## Assignment
In how many lines of the listing below does the word "clicks" occur? Say only the number.

══════════════════════════════

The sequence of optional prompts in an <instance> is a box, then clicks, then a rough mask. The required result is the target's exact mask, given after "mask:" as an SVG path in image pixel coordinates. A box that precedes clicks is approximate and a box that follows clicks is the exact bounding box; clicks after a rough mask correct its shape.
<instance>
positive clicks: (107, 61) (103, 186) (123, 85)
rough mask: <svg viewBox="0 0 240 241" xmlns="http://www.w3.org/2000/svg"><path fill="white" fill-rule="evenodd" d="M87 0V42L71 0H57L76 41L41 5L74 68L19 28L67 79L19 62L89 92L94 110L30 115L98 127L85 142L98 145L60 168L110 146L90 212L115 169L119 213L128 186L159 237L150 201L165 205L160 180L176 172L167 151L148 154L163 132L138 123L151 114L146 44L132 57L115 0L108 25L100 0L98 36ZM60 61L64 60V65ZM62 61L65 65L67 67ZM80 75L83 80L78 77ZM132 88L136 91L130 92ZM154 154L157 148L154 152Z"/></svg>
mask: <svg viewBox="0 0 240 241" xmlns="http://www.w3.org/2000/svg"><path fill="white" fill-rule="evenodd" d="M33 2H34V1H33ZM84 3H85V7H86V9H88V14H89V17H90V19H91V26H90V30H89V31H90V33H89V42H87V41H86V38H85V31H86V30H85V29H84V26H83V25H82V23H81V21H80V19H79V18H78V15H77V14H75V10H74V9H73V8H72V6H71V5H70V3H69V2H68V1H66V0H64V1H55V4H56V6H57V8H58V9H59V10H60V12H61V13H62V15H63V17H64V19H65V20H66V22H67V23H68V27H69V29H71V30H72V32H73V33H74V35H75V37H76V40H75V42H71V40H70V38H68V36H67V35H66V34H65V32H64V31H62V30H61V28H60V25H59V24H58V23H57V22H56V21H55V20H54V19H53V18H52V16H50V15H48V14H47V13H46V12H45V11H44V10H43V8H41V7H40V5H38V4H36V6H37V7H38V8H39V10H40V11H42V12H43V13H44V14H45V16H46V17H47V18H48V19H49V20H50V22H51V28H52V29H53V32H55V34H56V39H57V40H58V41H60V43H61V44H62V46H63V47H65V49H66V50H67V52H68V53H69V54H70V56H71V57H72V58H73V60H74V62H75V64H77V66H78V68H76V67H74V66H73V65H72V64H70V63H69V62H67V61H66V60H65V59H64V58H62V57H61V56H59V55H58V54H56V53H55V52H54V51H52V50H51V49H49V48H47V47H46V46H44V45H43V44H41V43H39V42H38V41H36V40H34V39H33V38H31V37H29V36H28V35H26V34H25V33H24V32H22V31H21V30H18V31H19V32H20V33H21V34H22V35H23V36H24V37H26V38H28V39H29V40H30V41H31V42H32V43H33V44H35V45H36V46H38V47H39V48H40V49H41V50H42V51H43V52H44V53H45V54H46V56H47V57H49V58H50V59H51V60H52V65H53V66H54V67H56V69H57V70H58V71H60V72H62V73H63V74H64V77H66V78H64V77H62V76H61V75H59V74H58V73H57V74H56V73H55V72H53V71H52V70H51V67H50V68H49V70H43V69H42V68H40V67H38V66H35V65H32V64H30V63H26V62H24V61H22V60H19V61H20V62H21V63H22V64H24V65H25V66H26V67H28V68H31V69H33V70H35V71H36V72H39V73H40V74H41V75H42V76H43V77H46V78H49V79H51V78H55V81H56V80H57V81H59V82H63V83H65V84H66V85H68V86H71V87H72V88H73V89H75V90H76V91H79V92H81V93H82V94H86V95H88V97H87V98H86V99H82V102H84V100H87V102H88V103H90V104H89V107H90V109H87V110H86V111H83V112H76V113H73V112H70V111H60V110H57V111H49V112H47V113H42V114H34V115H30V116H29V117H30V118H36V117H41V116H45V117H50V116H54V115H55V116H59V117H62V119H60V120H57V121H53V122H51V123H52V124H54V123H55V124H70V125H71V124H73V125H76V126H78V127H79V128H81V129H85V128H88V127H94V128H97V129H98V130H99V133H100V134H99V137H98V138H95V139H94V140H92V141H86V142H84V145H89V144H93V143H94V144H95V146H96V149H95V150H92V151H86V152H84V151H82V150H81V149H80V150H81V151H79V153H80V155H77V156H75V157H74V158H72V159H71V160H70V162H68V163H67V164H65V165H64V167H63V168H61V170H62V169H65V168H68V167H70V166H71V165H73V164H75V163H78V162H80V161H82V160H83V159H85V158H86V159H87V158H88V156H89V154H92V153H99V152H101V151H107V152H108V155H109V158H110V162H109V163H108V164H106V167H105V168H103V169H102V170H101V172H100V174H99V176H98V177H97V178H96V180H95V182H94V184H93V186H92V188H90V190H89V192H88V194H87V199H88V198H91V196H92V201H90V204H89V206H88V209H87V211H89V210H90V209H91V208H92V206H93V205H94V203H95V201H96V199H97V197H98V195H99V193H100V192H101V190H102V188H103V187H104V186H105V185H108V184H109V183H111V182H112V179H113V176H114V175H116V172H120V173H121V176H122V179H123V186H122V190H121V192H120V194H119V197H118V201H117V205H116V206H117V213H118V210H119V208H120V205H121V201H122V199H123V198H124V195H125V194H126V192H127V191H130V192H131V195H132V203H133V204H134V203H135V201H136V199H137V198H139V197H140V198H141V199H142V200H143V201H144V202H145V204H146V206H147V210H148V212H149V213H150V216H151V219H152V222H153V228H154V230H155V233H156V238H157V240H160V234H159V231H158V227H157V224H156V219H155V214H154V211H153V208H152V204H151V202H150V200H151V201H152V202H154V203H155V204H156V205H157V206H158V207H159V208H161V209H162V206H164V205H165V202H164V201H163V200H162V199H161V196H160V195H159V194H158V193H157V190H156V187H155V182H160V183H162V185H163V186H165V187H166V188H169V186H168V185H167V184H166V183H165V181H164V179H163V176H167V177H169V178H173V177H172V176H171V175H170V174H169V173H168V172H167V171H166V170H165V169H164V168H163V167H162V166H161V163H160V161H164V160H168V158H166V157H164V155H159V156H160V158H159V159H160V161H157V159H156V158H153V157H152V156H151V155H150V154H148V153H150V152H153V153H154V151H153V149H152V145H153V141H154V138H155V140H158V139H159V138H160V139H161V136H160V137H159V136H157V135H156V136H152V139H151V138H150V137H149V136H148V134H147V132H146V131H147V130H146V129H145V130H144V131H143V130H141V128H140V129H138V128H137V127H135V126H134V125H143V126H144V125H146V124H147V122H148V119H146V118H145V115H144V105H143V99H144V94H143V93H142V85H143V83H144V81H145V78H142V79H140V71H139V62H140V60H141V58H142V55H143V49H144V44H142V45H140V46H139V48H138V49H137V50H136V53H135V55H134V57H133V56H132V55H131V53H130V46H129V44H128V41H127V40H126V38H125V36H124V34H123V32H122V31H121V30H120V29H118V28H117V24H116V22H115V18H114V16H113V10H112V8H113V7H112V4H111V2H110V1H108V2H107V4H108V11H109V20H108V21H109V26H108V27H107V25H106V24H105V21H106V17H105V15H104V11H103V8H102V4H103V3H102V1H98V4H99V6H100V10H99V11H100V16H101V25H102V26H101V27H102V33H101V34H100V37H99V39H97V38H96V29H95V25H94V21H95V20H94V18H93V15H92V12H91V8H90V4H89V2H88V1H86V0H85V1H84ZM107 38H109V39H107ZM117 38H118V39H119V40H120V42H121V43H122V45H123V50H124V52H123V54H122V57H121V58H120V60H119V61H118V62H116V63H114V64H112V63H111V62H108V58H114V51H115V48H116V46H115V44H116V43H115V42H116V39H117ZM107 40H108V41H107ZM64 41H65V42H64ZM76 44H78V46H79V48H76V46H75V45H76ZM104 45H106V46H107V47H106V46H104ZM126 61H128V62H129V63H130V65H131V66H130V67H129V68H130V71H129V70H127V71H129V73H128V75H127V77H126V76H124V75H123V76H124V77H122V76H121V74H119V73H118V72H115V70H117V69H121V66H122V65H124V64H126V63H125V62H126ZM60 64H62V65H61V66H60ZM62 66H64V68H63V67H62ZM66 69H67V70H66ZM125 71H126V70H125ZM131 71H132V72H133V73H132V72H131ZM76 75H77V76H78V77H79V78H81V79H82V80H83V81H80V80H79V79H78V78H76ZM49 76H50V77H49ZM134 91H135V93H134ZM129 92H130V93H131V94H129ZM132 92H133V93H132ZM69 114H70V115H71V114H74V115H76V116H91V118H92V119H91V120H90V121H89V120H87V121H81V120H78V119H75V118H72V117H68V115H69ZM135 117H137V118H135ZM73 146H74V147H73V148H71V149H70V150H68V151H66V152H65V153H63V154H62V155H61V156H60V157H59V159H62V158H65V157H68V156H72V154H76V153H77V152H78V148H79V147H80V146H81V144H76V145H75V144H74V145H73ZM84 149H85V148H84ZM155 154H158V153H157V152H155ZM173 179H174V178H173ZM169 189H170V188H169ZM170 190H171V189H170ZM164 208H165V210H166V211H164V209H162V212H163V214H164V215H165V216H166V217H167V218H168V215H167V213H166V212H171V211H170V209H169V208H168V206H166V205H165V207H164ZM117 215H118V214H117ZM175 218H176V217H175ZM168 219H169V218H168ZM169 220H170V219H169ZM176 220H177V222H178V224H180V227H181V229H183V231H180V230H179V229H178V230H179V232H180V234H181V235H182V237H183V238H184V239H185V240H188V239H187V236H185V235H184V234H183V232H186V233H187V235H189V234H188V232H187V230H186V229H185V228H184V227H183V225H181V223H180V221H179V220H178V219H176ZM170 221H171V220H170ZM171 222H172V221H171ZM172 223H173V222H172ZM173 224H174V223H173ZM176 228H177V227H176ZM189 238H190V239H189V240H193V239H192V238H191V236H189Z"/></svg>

══════════════════════════════

## Task solution
2